## Extrait choisi
····················

Tout le morceau se poursuivra pour lui dans cette ambiance de fantaisie imaginative, y compris le caractéristique épisode intermédiaire où, sur un rythme de basse mordant et monotone la main droite s'aventure en d'imprévisibles vocalises, attirée par un choix d'intervalles mélodiques qui paraissent se griser de leurs sournoises équivoques. Et comme pour souligner d'un détail typique les particularités d'un style rapsodique, ingénieusement renouvelé des bohémiens, l'orchestre s'y borne à d'incidentes repliques, semblables à celles dont les musiciens nomades ont coutume d'encourager la vagabonde invention du soliste. Puis, après un rappel abrégé du début, une dernière cadence, dans laquelle l'impérieux crépitement des marteaux se mue soudain en caresses effleurées, consécutives à l'ultime évanouissement d'une gamme dont les sonorités se diluent insensiblement, secondées par un curieux procédé technique qui consiste à passer progressivement du staccato au legato.

La conception pianistique de Strawinsky a certes jusqu'à ce jour trouvé dans la réalisation du Capriccio son plus convaincant témoignage de raffinement instrumental.[...]"

Alfred CORTOT «Igor Stravinsky, le piano et les pianistes», La Revue musicale, vol. 20, no 191 (mai-juin 1939), pages 264-308, cité des pages 300 à 303

Première audition publique: Paris, Salle Pleyel, 6 décembre 1929, Orchestre Symphonique de Paris sous la direction d' Ernest ANSERMET, Igor Strawinsky en soliste.

L' enregistrement proposé ici en écoute fut rediffusé dans l'excellente série d'émissions «Poussière d'étoile, Les annales radiophoniques de l'OSR» de Jean-Pierre AMANN, volet «1937».

····················

## Exercices proposés
- A) Pouvez-vous recopier fidèlement, dans l'extrait sur le Capriccio, le passage allant de « La conception pianistique » jusqu'à « Strawinsky en soliste. » ?
- B) Comment poursuivriez-vous l'extrait sur le Capriccio à partir de l'endroit où il s'arrête ?
Les lignes ci-dessous ne jouent aucun rôle dans cet exercice.

## Données recueillies
····················

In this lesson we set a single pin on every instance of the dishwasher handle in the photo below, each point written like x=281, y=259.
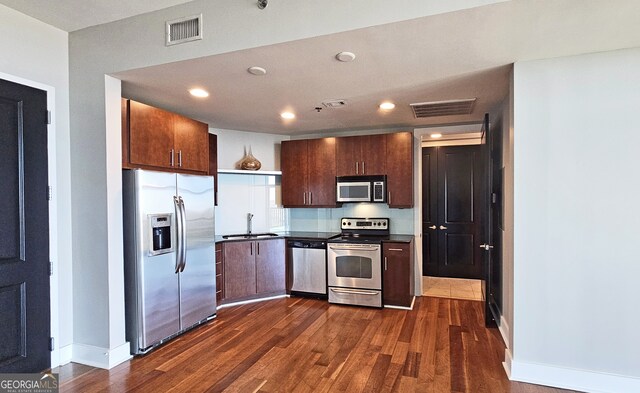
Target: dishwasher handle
x=307, y=244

····················

## Réponses
- A)
La conception pianistique de Strawinsky a certes jusqu'à ce jour trouvé dans la réalisation du Capriccio son plus convaincant témoignage de raffinement instrumental.[...]"

Alfred CORTOT «Igor Stravinsky, le piano et les pianistes», La Revue musicale, vol. 20, no 191 (mai-juin 1939), pages 264-308, cité des pages 300 à 303

Première audition publique: Paris, Salle Pleyel, 6 décembre 1929, Orchestre Symphonique de Paris sous la direction d' Ernest ANSERMET, Igor Strawinsky en soliste.

- B)
Comme il est daté du 10 décembre 1945, ceci implique qu'il s'agit d'une prise de son du studio de Radio-Lausanne, faite dans le Théâtre Municipal (réf.: Gazette de Lausanne du 10 décembre, Carnet du jour au bas à droite dans la page 3). Ce concert n'a été donné qu'à Lausanne: dans ces années, l'Orchestre de la Suisse Romande n'avait pas toujours les mêmes concerts d'abonnements à Lausanne et à Genève, peut-être une séquelle de la petite guéguerre des orchestres en Suisse Romande, qui s'était terminée peu avant la Seconde Guerre Mondiale.

Le compte-rendu publié peu après dans la Gazette de Lausanne du jeudi 13 décembre 1945, en page 5, signé "R. de C.", donne les détails de ce concert, 6e de l'abonnement de la saison 1945-1946, avec l'Orchestre de la Suisse Romande, sous la direction d'Ernest ANSERMET, et Maurice PERRIN en soliste:

"[...] Le concert dirigé lundi par M. Ansermet a été bref, substantiel et varié: Il débutait par la Symphonie en si bémol de Schubert, d'une fraîcheur constamment soutenue, que le caractère viennois à la simplicité alliée au sentiment rend particulièrement plaisante. Elle a été fort bien jouée.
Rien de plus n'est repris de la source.